-- What you should do --
Rewrite all of the entries below with "in this photo" replaced by "in this image" and nothing else changed. Leave the pictures out.

-- Excerpts of pointing data --

--- start ---

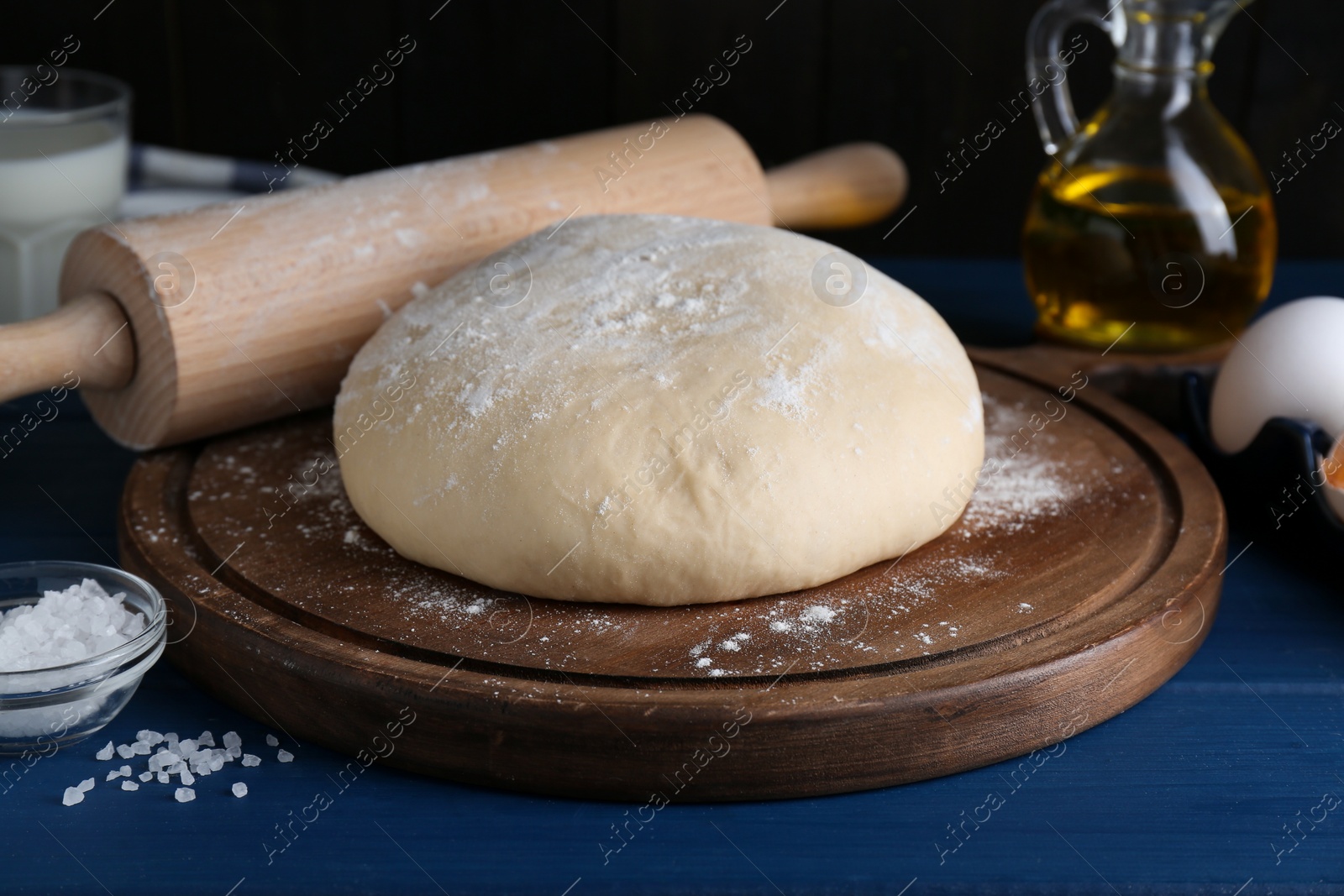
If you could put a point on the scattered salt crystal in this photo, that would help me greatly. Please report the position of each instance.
(66, 626)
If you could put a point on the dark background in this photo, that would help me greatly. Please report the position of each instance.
(242, 76)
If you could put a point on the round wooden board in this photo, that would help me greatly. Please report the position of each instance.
(1082, 575)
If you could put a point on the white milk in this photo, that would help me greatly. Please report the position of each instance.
(46, 201)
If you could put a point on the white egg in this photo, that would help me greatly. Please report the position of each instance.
(1289, 363)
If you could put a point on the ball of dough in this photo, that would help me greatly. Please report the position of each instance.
(660, 410)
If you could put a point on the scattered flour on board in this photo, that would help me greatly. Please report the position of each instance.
(752, 638)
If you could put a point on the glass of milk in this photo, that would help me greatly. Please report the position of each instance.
(64, 154)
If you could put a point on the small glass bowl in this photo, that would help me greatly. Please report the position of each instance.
(46, 708)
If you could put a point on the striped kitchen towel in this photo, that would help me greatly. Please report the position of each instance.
(160, 167)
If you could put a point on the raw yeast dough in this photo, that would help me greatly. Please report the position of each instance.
(660, 410)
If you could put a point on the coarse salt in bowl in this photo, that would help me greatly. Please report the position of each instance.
(71, 661)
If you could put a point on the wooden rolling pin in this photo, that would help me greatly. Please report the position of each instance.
(186, 325)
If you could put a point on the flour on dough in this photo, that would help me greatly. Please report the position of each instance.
(660, 410)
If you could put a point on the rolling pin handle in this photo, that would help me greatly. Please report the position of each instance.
(87, 342)
(847, 186)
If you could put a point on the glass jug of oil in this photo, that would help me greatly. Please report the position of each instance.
(1152, 228)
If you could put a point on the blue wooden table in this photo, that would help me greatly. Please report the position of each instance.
(1226, 781)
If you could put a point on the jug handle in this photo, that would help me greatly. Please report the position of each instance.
(1045, 60)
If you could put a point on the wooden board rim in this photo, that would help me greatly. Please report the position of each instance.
(496, 741)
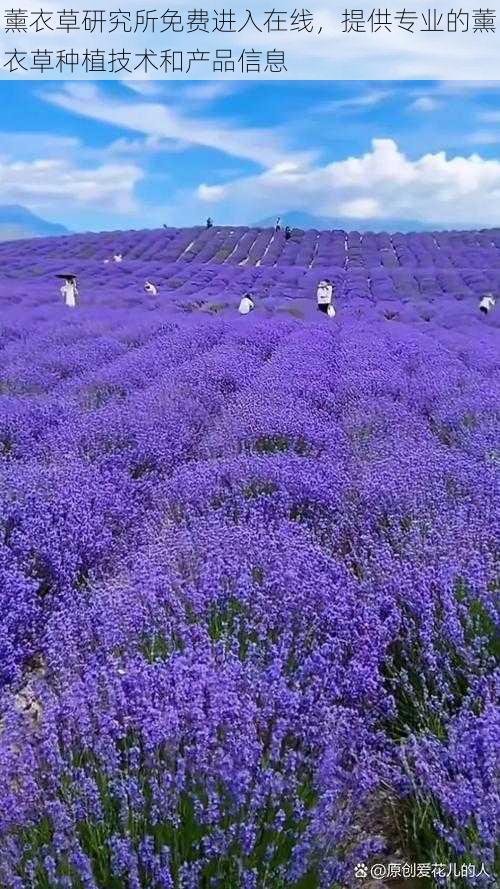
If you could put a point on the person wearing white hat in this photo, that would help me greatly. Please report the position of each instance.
(487, 303)
(324, 297)
(246, 304)
(69, 289)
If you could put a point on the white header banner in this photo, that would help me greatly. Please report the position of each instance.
(254, 41)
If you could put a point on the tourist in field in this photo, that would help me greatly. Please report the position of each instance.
(487, 303)
(324, 298)
(69, 290)
(246, 304)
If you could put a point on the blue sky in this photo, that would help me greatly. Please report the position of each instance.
(101, 155)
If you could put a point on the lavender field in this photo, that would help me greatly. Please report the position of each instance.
(248, 565)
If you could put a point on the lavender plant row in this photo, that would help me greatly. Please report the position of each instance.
(248, 565)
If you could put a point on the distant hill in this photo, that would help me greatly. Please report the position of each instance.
(18, 222)
(305, 221)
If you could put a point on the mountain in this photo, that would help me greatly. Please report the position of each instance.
(18, 222)
(297, 219)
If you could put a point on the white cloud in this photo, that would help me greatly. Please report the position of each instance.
(361, 102)
(163, 121)
(383, 182)
(211, 193)
(208, 91)
(425, 103)
(484, 137)
(362, 208)
(144, 87)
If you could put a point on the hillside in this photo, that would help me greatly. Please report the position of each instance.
(248, 567)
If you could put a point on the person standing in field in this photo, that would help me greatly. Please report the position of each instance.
(487, 303)
(246, 304)
(69, 290)
(324, 298)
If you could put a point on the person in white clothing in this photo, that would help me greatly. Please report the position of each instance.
(69, 290)
(487, 303)
(246, 304)
(324, 298)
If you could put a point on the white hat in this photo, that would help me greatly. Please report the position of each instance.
(246, 305)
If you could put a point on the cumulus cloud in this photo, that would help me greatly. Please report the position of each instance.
(359, 102)
(383, 182)
(425, 103)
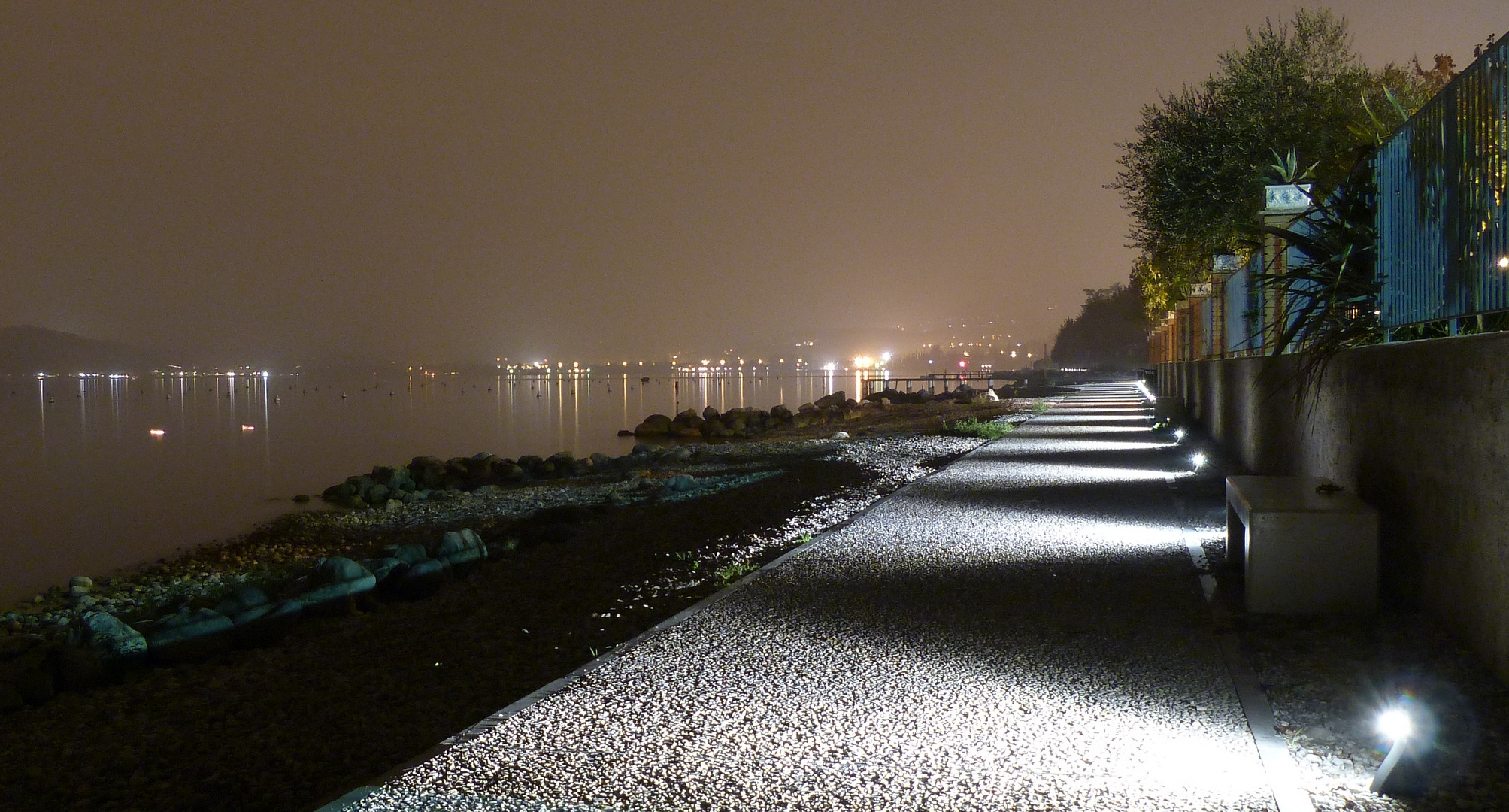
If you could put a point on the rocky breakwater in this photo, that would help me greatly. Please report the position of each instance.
(749, 422)
(100, 648)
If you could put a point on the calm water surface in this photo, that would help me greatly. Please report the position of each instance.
(91, 488)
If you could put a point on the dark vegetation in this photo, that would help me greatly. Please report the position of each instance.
(1194, 175)
(346, 699)
(29, 350)
(1108, 334)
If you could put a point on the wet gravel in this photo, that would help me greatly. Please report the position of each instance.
(346, 699)
(1020, 632)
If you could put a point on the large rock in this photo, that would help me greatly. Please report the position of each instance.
(102, 648)
(259, 621)
(506, 470)
(335, 581)
(836, 398)
(653, 426)
(189, 636)
(409, 554)
(382, 568)
(420, 580)
(427, 473)
(459, 548)
(687, 425)
(268, 624)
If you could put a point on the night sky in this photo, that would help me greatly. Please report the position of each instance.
(587, 178)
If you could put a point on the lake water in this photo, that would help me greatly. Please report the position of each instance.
(91, 486)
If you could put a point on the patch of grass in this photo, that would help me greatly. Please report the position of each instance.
(983, 429)
(734, 572)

--- end ---

-- Response --
If you could put a point on the scattered salt crystal in this image, that would help me greatly. Please report the position of each instance.
(66, 626)
If you could put a point on the dark background in this image, that would help me greatly. Please report the position of each instance.
(242, 76)
If you could put a point on the round wooden board in this image, that would help me greatly. Please report the position of each instance.
(1082, 575)
If you could put a point on the white milk in this image, that would help me greatly. Please report the position of each instance.
(46, 201)
If you could put a point on the white egg in this image, that would help me greatly. Please report the position of each instance.
(1289, 363)
If you could put a point on the ball of dough in this image, that would help me greatly. Please report the position of each instance.
(660, 410)
If you could put a point on the scattered flour on board in this image, that would help me greatly. Please report the position of each instance.
(752, 638)
If you could put a point on the glass of milk in this image, that would help me greatly. Please report the position of each instance.
(64, 154)
If you could put a point on the small glass bowl in this image, that would help me greatly. Please report the position of each instance.
(46, 708)
If you could put a point on the striped kitchen towel in this image, that would help me greatly. Please report the position of each instance.
(160, 167)
If you could put a point on the raw yeast dough in this image, that would help me greatly. Please report the position of each instance.
(660, 410)
If you could put a point on the coarse salt in bowl in this image, that would help me greatly. Please report the position of each instance.
(71, 661)
If you could put a point on the wooden rolling pin in this image, that would help me greatly. Please report the position of each instance.
(186, 325)
If you could put a point on the flour on dough in this image, that would help me greatly. Please report the position of each instance.
(660, 410)
If you could put a point on the rolling pin handle in this image, that would help me greatly. Please report the position of each instance.
(87, 342)
(847, 186)
If you could put a point on the glass jug of oil in this image, that would help me greatly. Please report the position of each instance.
(1152, 228)
If you could put a point on the blue wooden table in this image, that would help me greatly. Please report the position of each instance.
(1226, 781)
If you could put a point on the jug handle in this image, that would help me greatly. Please report the position of each instance.
(1045, 60)
If you could put a point on the wooden board rim in this image, that would help me greatly. Please report the position of each instance.
(496, 741)
If you could put a point on the person wearing white hat in this image, that would help me greatly. Please report the position of each instance.
(487, 303)
(324, 297)
(246, 304)
(69, 289)
If you could put a point on the white header banner in this image, that would help me greatly. Please report the position of each instance.
(254, 41)
If you could put a point on the tourist in field in this image, that would help me greatly. Please report the position of each instance.
(487, 303)
(324, 298)
(69, 290)
(246, 304)
If you could put a point on the blue sky in this image, that would help me greatly. Please report the position of each instance.
(101, 155)
If you could put a point on the lavender field in this image, that would help me greatly. Please report the position of each instance.
(248, 565)
If you could put a point on the lavender plant row in this image, that would help me greatly. Please report the position of each instance.
(248, 565)
If you could put a point on the distant hill in this image, that would help me greatly. Please report the position of each instance.
(18, 222)
(305, 221)
If you could put a point on the mountain in this image, that would help me greatly. Please report the position of each instance.
(18, 222)
(297, 219)
If you could put a point on the white cloud in this image, that would help me greatly. Please report the position of each instance.
(361, 102)
(163, 121)
(383, 182)
(211, 193)
(208, 91)
(425, 103)
(484, 137)
(362, 208)
(144, 87)
If you could put a point on the hillside in this image, that would help me greatly. Please report the position of each instance.
(248, 567)
If you could put a point on the person standing in field in this image, that would help me greatly. Please report the position of each instance.
(487, 303)
(246, 304)
(69, 290)
(324, 298)
If you could put a point on the person in white clothing in this image, that would help me greatly. Please report the position of each instance.
(69, 290)
(487, 303)
(246, 304)
(324, 298)
If you could put a point on the white hat in this image, that would help me greatly. Please report the position of each instance.
(246, 305)
If you could put a point on the cumulus cloud in this image, that would help me greatly. Please report the position of each instance.
(359, 102)
(383, 182)
(425, 103)
If you could put a point on the rocky breakwater in this image, that would help me greatly. Please report the position of each instance.
(749, 422)
(100, 648)
If you could put a point on the calm water surface in this image, that would help me greatly. Please report the position of each instance.
(91, 488)
If you could put a point on the dark vegetation in this image, that would help me greatly. Please report the position of each instance.
(1194, 175)
(346, 699)
(29, 350)
(1108, 334)
If you could put a point on the wet gravel in this image, that would help me greatly. Please report the position of each instance.
(346, 699)
(1020, 632)
If you could put a point on the large rock in this image, that would help me greatly. Please report the position of each instance.
(102, 648)
(259, 621)
(506, 470)
(335, 581)
(836, 398)
(653, 426)
(189, 636)
(409, 554)
(382, 568)
(420, 580)
(427, 473)
(459, 548)
(687, 425)
(268, 624)
If you could put a point on the night sky in this image, that would help me greatly. Please report the position of each instance.
(587, 178)
If you could put a point on the lake water in this image, that would help me greatly. Please report the position of each instance.
(91, 486)
If you could put a point on the patch of grass in this image, that would help me greatly. Please report the position of each instance.
(983, 429)
(734, 572)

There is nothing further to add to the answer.